Como alguna vez lo dijo Cayce, acontecimientos ya anunciados apuntan a una inevitable convergencia entre los mundos del espíritu y la materia a medida que los avances tecnológicos lleven al infatigable explorador científico a terrenos cada vez más remotos de la investigación. Todo en el universo material, como lo planteara Cayce, está diseñado igual que en el espiritual, pero en una forma divergente, muy similar a la manifestación de una sombra.6 Y puesto que las leyes naturales tienen su origen y equivalente superior en las leyes espirituales, el descubrimiento de una ley inferior nos acerca simultáneamente a una intuitiva comprensión de aquello superior, de lo cual se deriva. Alcanzado este nivel de entendimiento espiritual de las leyes del universo, el hombre ha avanzado bastante en su designio de convertirse en señor del cosmos, y de sí mismo. Sin embargo, adquirir demasiados conocimientos con muy poca comprensión es peligroso, como para desgracia suya aprenderían los atlantes . . . (Veremos su catastrófica caída en un capítulo más adelante).
Entretanto, con respecto a ese hilo de similitud que mencionamos, aquí tenemos algunos ejemplos.
El primero tiene que ver con la teoría de la creación en la Gran Explosión. Si fue una auténtica «explosión», podemos estar seguros de que su aspecto más notable fue una enorme vibración central —esencia de la luz y el sonido— que espontáneamente se expandió en todas direcciones por los recién nacidos terrenos de tiempo y espacio, sin que se haya detenido jamás. Sobre esto, la ciencia está completamente de acuerdo, claro, y continúa rastreando las primigenias ondas de luz y sonido a través de nuestro universo en expansión. Pues bien, entonces: ¿Qué dijo Cayce, mucho antes de que se hablara de esa enorme y vibrante explosión, que conmocionó al mundo de la ciencia moderna? Su visión psíquica de nuestro origen universal difería muy poco. Claro que ese poco era mucho en términos espirituales. Todo, dijo, proviene de una Vibración Central —Verbo y Luz— que toma formas diferentes en el continuo despliegue de su manifestación por todo el universo.7
Y afirmó, para complementar, que todas las vibraciones son parte integrante de la Conciencia Universal; que toda fuerza de la naturaleza, toda materia, existe como una forma de vibración, que es vida en sí misma. Esto incluye el cuerpo físico del hombre. Al describir electricidad y vibración como la misma única energía, Cayce definió la vibración como el movimiento o actividad de una fuerza positiva y una negativa, que crea los modelos de vida eléctricos hallados en la más pequeña de las partículas atómicas y, por consiguiente, incluso en algo al parecer «inanimado» como una piedra. Toda vibración, concluyó en una nota profundamente metafísica a la que la ciencia debería prestar atención, al energizar cualquier forma material que tome, debe pasar por una etapa evolutiva y salir de ella.8 Esto es tan cierto de una hoja que brota en primavera, destinada a cumplir su ciclo estacional de realización, como lo es de un hombre o de una estrella en desintegración. Pero en el caso del hombre, la evolución de la materia está sujeta a la mente como «constructora», y al alma. Pues lo que diferencia al hombre del resto de la creación es el alma. El alma es la semilla de Dios en el hombre, y es aquello que le sobrevive, reencarnando una y otra vez en un crecimiento gradual hacia la Unicidad . . .

- - - - -

Tu tarea>
Responde estas preguntas sobre el fragmento acerca de Cayce:
(a) ¿Quiénes aprenderían, para su desgracia, que es peligroso saber mucho y comprender poco?
(b) Según Cayce, ¿de dónde proviene todo?
(c) ¿Qué diferencia al hombre del resto de la creación?

El material>
- - - - -

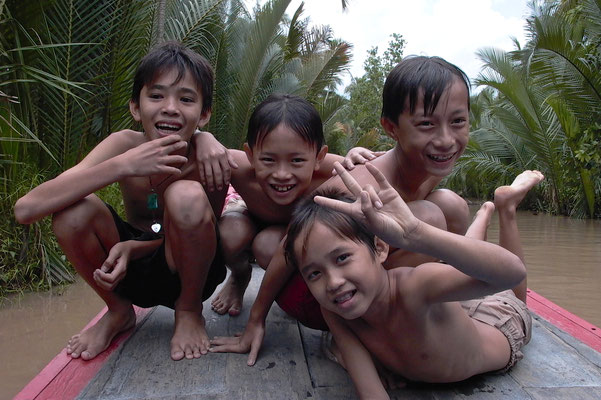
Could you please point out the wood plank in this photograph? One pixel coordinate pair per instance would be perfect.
(572, 324)
(551, 362)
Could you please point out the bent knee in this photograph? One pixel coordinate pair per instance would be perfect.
(266, 244)
(77, 218)
(187, 205)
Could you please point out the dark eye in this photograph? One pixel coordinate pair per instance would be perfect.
(311, 276)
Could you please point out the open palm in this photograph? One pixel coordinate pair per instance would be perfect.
(384, 211)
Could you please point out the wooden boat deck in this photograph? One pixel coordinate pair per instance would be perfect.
(291, 365)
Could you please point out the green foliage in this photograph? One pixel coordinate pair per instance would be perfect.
(541, 110)
(65, 82)
(365, 98)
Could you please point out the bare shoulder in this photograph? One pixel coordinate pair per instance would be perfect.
(113, 145)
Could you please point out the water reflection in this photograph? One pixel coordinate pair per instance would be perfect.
(562, 255)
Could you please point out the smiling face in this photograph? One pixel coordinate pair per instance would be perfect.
(431, 144)
(343, 275)
(284, 164)
(170, 107)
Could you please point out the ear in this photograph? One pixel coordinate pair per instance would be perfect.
(321, 155)
(134, 109)
(381, 249)
(248, 152)
(204, 119)
(388, 126)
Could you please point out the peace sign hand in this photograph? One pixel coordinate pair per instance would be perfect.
(383, 211)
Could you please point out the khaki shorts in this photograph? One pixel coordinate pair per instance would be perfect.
(508, 314)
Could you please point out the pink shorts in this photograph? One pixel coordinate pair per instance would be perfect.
(298, 302)
(508, 314)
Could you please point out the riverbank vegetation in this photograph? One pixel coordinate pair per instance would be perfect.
(66, 69)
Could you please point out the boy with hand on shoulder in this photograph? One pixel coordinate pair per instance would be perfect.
(165, 253)
(425, 109)
(284, 158)
(419, 322)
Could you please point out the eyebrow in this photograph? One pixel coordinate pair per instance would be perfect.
(185, 90)
(339, 249)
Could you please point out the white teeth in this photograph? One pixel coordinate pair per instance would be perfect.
(169, 127)
(441, 158)
(282, 188)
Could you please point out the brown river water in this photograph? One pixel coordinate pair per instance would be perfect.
(563, 257)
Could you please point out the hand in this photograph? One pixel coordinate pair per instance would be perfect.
(114, 268)
(214, 161)
(155, 157)
(383, 211)
(250, 340)
(358, 155)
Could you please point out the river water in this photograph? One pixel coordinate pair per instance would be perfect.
(563, 257)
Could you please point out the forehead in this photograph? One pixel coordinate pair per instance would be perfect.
(314, 242)
(454, 98)
(284, 139)
(171, 77)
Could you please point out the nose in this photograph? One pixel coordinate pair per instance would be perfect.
(444, 139)
(334, 281)
(170, 105)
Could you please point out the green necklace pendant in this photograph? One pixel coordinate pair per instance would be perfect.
(152, 201)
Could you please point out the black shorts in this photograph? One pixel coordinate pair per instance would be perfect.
(149, 281)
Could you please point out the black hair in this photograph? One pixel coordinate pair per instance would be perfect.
(307, 213)
(413, 76)
(175, 55)
(293, 111)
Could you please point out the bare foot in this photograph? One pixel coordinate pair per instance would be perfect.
(509, 197)
(190, 338)
(94, 340)
(479, 226)
(230, 297)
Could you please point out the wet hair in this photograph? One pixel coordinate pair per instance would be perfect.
(174, 55)
(307, 213)
(294, 112)
(415, 75)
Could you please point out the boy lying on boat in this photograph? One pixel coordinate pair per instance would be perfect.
(420, 323)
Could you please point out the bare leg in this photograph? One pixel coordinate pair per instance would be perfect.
(85, 232)
(507, 199)
(266, 243)
(190, 248)
(239, 232)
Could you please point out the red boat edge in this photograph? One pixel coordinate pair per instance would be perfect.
(65, 377)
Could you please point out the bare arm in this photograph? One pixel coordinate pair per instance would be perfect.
(114, 268)
(214, 161)
(115, 158)
(357, 360)
(484, 267)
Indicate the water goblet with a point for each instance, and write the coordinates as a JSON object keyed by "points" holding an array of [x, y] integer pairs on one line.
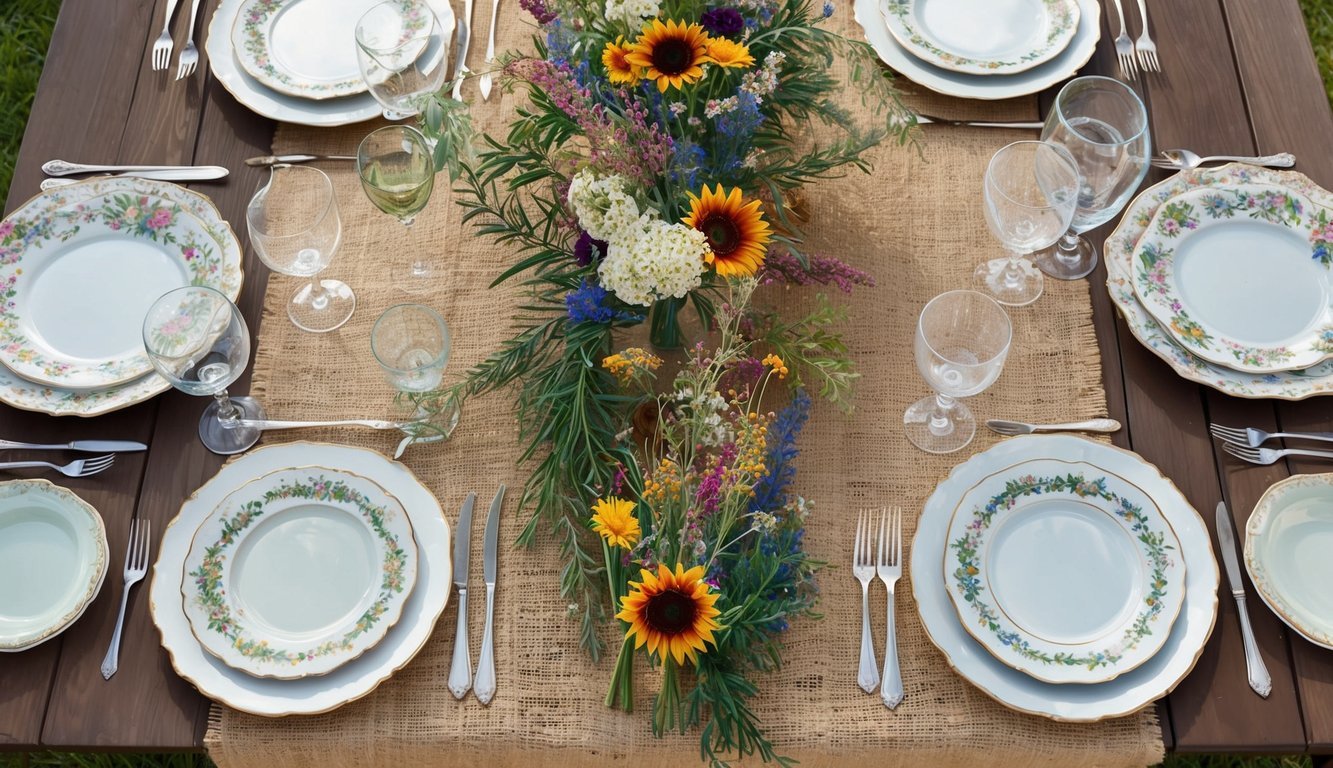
{"points": [[961, 343], [1031, 190], [296, 230], [1103, 124], [199, 342], [403, 52]]}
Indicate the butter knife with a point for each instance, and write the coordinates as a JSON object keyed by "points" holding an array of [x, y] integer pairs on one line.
{"points": [[460, 671], [485, 683], [1259, 678]]}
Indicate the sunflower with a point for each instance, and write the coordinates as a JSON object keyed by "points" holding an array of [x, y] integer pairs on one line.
{"points": [[728, 54], [619, 70], [673, 611], [615, 520], [672, 54], [737, 234]]}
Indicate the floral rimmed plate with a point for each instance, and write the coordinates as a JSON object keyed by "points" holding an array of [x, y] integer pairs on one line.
{"points": [[80, 266], [983, 36], [299, 572], [1287, 552], [52, 560], [1240, 275], [1064, 571], [1120, 266]]}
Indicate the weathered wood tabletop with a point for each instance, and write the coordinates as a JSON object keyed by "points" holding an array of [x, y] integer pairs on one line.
{"points": [[1239, 78]]}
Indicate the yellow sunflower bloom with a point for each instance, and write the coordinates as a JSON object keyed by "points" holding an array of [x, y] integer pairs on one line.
{"points": [[737, 234], [613, 519], [672, 611], [671, 54]]}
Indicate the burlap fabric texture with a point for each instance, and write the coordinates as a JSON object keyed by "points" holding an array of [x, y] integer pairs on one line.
{"points": [[916, 224]]}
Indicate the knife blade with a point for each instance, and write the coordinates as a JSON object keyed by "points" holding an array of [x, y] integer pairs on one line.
{"points": [[485, 683], [460, 670], [1255, 668]]}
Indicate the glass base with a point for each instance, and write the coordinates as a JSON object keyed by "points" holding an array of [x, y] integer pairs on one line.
{"points": [[323, 312], [1069, 264], [1012, 287], [935, 436], [231, 440]]}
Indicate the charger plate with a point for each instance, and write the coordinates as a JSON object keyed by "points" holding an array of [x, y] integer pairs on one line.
{"points": [[299, 572], [983, 36], [1116, 698], [317, 694], [1064, 571]]}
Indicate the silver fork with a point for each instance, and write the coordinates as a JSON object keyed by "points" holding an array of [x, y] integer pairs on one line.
{"points": [[863, 567], [80, 468], [1125, 47], [1145, 46], [136, 566], [161, 47], [889, 568], [189, 56], [1255, 438]]}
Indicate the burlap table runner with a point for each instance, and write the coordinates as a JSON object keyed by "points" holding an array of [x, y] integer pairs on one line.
{"points": [[916, 226]]}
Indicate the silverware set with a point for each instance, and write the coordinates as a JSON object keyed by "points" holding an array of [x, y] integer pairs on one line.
{"points": [[879, 558]]}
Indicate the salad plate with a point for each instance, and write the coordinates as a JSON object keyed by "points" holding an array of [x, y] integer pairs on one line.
{"points": [[983, 36], [1124, 694], [52, 560], [1064, 571], [299, 572]]}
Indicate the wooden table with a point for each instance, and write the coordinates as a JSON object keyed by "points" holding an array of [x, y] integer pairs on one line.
{"points": [[1240, 78]]}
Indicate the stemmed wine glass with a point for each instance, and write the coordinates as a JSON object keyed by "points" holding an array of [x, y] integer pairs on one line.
{"points": [[1031, 191], [199, 342], [961, 343], [397, 174], [295, 226], [1104, 126], [403, 51]]}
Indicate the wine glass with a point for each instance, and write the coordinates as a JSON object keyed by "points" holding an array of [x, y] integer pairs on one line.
{"points": [[1104, 126], [961, 343], [295, 226], [1031, 190], [403, 52], [397, 172], [199, 342]]}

- - - - -

Solución>
(a) Los atlantes.
(b) De una Vibración Central, Verbo y Luz.
(c) El alma.